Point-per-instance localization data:

........

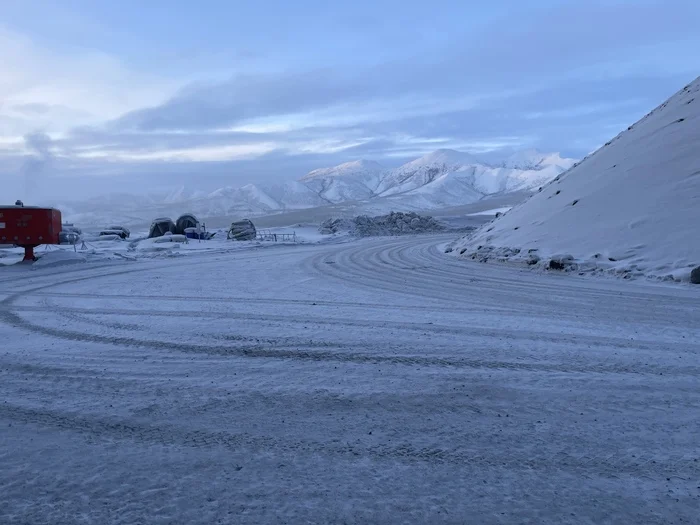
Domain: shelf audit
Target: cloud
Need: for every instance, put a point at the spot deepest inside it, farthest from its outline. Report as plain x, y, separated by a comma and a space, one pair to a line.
562, 77
45, 89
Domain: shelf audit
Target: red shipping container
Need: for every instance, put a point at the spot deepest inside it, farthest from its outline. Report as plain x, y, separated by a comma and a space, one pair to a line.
29, 226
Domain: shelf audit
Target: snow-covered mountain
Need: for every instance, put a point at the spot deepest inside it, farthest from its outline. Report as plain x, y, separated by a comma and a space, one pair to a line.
439, 179
444, 177
351, 181
632, 206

........

[ASSIGNMENT]
All entries should be given again exactly, except that pictures are to be excluded.

[SOLUTION FOR THIS EXERCISE]
Domain: shelf audit
Target: cloud
Need: for every instance, put a point at the spot deepest inside it, farthest from its outline. Report as plain x, y, separated by a comma and a space, one pair to a line.
562, 77
45, 89
Domain: shelf audit
Target: red shipping container
Need: for every instance, put a point at the spot deepest inside it, farthest from its outline. Report as plain x, y, separated by a comma and a space, one pair to a line.
29, 226
Domain: shelf audit
Target: snow-covered mountain
Need: for every instance, put a point at the spot deepest inside it, farthest from its outline. Report as plain x, y, separated by a comma and a space, one pair to a line.
439, 179
444, 177
351, 181
632, 206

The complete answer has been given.